ABOUT THIS EXERCISE: Exactly the lines below from the one with "Check that every instance of the ornate" up to and including the one with "Check that every instance of the street" make up the answer, with nothing else added.

EXCERPTED RECORDS:

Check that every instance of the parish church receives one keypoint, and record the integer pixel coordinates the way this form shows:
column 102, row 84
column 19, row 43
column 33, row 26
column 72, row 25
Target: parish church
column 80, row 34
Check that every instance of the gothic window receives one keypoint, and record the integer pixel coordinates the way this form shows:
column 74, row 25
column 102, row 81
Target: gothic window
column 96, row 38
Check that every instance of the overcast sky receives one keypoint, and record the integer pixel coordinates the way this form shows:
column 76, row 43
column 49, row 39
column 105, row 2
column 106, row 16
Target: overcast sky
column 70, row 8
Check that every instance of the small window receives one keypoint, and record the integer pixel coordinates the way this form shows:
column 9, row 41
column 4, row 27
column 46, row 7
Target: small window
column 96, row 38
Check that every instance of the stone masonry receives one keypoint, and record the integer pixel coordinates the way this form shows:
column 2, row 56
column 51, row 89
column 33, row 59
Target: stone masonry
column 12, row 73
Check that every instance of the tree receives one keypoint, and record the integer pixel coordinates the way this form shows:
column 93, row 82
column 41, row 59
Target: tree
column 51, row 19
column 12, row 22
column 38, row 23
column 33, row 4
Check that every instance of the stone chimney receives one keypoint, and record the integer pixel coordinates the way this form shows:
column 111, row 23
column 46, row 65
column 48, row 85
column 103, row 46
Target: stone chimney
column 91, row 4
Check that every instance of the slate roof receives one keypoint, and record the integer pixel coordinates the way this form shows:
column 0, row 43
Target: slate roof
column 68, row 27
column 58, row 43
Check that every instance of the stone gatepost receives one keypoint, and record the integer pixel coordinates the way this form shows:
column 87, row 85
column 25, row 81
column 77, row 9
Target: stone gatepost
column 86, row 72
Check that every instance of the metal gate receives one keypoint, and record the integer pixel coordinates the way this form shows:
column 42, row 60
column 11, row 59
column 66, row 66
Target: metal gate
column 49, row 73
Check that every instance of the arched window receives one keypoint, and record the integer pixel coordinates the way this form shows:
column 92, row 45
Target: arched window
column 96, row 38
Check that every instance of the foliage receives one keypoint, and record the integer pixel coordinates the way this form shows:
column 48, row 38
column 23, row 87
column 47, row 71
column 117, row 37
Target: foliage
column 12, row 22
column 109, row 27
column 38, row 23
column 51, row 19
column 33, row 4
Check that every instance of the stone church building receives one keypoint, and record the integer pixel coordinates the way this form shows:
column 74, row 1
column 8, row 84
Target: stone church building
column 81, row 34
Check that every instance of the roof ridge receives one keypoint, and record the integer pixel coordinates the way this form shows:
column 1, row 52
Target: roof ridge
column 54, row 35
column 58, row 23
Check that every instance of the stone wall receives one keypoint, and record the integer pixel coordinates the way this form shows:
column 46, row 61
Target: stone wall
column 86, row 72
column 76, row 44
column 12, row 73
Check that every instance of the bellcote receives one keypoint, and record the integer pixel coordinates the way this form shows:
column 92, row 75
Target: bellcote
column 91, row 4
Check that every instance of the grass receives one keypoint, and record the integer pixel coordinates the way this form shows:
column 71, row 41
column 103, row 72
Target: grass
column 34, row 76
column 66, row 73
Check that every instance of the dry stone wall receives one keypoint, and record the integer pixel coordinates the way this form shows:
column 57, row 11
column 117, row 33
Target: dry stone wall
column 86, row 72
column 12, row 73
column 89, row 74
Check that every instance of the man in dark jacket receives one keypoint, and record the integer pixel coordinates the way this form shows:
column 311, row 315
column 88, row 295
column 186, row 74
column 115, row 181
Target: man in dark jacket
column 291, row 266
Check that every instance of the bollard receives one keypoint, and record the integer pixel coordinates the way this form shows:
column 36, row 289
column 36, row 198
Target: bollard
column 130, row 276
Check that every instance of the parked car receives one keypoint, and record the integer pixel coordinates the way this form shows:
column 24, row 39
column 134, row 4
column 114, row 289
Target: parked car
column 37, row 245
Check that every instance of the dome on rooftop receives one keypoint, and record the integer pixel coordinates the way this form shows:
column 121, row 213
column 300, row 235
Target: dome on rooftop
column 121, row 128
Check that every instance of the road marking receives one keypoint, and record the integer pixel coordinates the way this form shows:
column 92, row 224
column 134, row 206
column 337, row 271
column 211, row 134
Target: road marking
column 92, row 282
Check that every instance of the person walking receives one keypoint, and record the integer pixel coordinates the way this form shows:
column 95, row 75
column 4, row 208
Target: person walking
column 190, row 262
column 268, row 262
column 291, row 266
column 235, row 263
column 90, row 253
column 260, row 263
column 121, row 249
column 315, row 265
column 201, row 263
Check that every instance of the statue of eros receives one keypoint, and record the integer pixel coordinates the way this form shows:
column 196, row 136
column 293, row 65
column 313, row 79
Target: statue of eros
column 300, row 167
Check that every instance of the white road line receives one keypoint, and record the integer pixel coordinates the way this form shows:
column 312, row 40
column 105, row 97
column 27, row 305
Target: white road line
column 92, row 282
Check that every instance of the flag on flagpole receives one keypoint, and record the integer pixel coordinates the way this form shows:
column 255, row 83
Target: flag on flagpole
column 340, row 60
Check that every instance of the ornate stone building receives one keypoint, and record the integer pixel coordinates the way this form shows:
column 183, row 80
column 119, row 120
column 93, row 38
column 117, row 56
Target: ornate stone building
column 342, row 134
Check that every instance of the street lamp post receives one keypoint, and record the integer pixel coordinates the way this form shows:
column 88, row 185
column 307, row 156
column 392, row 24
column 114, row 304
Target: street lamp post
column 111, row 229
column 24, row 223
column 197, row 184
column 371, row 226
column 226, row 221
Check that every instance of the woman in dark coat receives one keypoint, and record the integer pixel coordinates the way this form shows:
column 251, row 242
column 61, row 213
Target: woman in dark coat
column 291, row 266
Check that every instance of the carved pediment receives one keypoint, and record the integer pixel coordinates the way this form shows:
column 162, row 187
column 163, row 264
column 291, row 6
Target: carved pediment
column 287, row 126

RESPONSE AREA:
Check that every instance of the ornate stone building receives one keypoint, and record the integer pixel coordinates the way this form shows:
column 183, row 80
column 119, row 120
column 93, row 38
column 117, row 56
Target: ornate stone building
column 342, row 134
Check that every instance of the street lamp post receives one keypoint, and record the integer pixel coordinates the way this form shows:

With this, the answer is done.